TASK PROMPT: Write every record out again exactly, and keep images out of it.

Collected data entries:

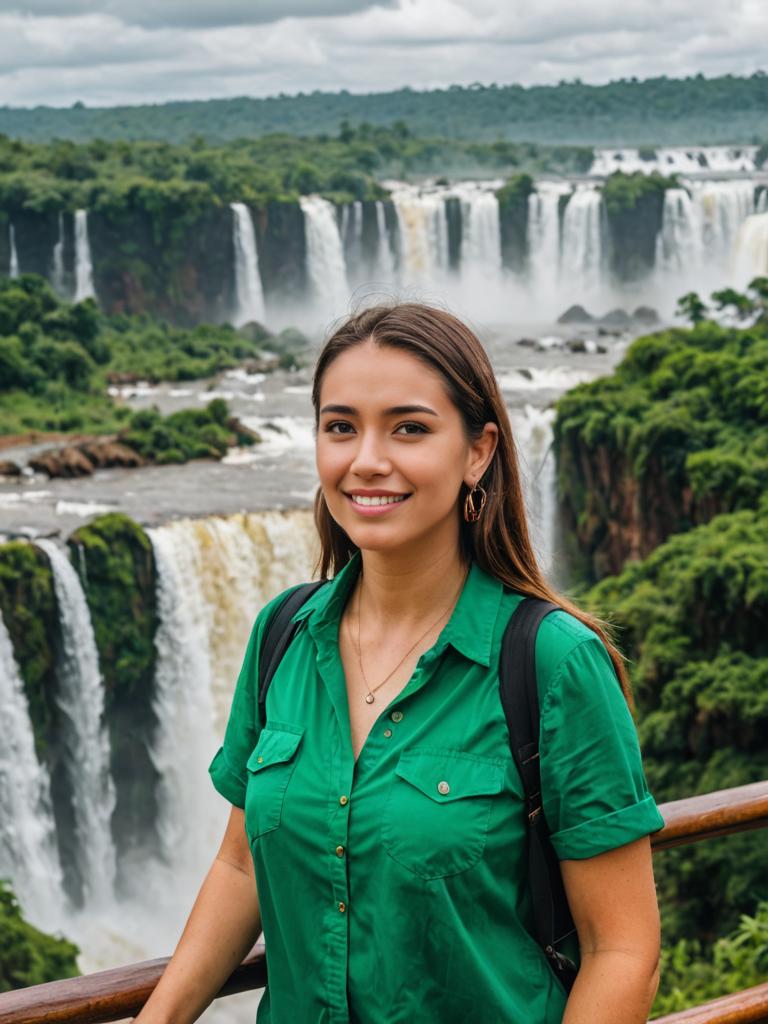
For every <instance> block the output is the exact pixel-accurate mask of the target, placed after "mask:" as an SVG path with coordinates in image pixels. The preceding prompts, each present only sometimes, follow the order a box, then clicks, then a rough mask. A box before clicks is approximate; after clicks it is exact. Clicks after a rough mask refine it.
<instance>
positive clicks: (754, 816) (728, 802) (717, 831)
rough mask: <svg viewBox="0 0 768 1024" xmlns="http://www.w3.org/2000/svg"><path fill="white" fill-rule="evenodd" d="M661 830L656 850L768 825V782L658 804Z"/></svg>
mask: <svg viewBox="0 0 768 1024" xmlns="http://www.w3.org/2000/svg"><path fill="white" fill-rule="evenodd" d="M658 809H659V811H660V812H662V816H663V817H664V819H665V822H666V824H665V827H664V828H663V829H662V831H658V833H656V834H655V835H654V836H651V843H652V845H653V851H654V853H655V851H656V850H668V849H669V848H670V847H673V846H682V845H683V844H684V843H698V842H700V841H701V840H705V839H716V838H717V837H719V836H728V835H730V834H731V833H737V831H748V830H749V829H751V828H763V827H765V826H766V825H768V780H766V781H763V782H752V783H750V784H749V785H737V786H734V787H733V788H731V790H719V791H717V792H716V793H705V794H701V795H700V796H698V797H686V798H685V800H674V801H672V802H671V803H669V804H662V805H659V808H658Z"/></svg>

EXERCISE ANSWER:
For every <instance> block the output is the exact pixel-accurate mask of the target, placed after "mask:" as an SVG path with coordinates in image pixels. The preceding prompts, each present only sometimes, follow the order a box, then clicks, then a rough mask. A box before clicks is approximate; after clicks it is exact. Clicks after a rough mask refine it.
<instance>
positive clicks: (754, 816) (728, 802) (717, 831)
rough mask: <svg viewBox="0 0 768 1024" xmlns="http://www.w3.org/2000/svg"><path fill="white" fill-rule="evenodd" d="M661 830L656 850L768 825V782L658 804Z"/></svg>
mask: <svg viewBox="0 0 768 1024" xmlns="http://www.w3.org/2000/svg"><path fill="white" fill-rule="evenodd" d="M658 809H659V811H660V812H662V816H663V817H664V819H665V822H666V824H665V827H664V828H663V829H662V831H658V833H656V834H655V835H654V836H651V843H652V845H653V851H654V853H655V851H656V850H668V849H669V848H670V847H673V846H682V845H683V844H684V843H698V842H700V841H701V840H705V839H716V838H717V837H719V836H728V835H730V834H731V833H737V831H748V830H749V829H751V828H763V827H765V826H766V825H768V780H766V781H763V782H752V783H750V784H749V785H737V786H734V787H733V788H731V790H719V791H717V792H716V793H705V794H701V795H700V796H698V797H686V798H685V800H674V801H672V802H671V803H669V804H662V805H659V808H658Z"/></svg>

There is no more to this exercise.